■ AIM OF THE EXERCISE ■
Render as a JSON list of strings only the stretch of material from the line containing "of the sandal" through the end of the material, both ends included, giving one string per line and omitting blank lines.

■ TASK DATA ■

•••

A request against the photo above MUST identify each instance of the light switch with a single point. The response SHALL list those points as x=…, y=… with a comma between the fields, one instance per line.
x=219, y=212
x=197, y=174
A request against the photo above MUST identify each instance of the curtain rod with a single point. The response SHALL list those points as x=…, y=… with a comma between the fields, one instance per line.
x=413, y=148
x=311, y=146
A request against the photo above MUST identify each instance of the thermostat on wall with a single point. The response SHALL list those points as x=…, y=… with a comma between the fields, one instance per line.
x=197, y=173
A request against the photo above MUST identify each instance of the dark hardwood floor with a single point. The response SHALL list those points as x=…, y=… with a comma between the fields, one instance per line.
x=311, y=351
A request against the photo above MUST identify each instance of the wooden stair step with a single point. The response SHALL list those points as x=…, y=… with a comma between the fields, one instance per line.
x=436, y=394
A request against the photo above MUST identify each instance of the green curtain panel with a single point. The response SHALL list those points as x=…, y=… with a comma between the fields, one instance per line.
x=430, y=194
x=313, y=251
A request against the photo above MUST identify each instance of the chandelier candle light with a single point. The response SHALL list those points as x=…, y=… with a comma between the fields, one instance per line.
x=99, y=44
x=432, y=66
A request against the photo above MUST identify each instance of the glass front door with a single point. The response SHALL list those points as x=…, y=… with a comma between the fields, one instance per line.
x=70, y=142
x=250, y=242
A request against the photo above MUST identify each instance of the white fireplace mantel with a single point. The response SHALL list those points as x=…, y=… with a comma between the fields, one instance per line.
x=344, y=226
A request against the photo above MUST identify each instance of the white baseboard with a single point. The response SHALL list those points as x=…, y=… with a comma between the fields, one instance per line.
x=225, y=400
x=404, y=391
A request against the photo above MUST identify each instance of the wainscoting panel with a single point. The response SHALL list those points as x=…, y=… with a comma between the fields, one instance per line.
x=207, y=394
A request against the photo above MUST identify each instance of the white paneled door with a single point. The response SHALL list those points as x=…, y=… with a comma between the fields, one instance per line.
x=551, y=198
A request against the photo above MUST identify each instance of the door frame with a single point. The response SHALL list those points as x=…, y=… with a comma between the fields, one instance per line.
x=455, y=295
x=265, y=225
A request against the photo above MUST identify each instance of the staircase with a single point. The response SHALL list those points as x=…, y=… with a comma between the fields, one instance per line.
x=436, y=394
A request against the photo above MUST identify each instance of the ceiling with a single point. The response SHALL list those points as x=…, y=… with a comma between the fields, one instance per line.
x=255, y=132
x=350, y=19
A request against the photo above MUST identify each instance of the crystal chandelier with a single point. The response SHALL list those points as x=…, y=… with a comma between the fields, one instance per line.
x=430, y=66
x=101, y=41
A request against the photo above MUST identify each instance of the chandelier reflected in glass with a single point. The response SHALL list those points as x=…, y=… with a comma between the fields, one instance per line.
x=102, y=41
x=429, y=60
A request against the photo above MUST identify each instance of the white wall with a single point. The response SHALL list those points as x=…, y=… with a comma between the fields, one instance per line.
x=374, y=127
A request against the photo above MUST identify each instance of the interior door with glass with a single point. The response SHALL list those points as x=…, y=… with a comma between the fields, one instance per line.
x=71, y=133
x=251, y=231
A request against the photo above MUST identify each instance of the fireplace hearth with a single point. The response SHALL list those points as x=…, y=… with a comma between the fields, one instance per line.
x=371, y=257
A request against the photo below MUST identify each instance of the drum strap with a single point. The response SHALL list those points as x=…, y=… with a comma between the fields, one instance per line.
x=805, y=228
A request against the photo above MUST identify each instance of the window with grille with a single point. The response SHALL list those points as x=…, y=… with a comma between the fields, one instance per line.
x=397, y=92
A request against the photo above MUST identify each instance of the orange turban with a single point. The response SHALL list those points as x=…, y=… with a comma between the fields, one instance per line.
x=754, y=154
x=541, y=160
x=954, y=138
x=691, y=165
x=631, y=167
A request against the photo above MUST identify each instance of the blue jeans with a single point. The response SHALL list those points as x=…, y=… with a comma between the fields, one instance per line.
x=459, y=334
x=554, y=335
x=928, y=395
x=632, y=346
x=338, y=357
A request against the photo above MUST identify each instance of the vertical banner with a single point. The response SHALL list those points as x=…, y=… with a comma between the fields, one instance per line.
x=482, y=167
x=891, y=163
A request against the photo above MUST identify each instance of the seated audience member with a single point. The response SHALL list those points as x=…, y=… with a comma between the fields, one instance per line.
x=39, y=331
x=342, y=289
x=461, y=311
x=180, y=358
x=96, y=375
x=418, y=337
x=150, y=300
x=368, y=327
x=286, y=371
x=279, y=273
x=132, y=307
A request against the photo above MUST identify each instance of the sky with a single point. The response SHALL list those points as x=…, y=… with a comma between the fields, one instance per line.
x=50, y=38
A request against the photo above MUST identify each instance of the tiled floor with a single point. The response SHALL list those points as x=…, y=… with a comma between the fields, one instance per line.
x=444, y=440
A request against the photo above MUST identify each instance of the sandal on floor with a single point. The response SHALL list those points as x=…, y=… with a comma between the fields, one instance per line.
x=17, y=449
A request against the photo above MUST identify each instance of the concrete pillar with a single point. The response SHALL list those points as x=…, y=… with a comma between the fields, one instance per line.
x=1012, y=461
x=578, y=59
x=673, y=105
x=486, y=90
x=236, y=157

•••

■ REPLY ■
[
  "A request against the photo above MUST identify each instance of the sandal on floor with a single point. The response SHALL list those points as x=…, y=… with a comma between the fields, one instance per line.",
  "x=17, y=449",
  "A request against the photo above MUST identify each instance of the concrete pillar with a single point. The response SHALL list those points as x=…, y=… with a comma between the fields, one instance per line.",
  "x=1012, y=461",
  "x=578, y=59",
  "x=673, y=105",
  "x=486, y=90",
  "x=236, y=157"
]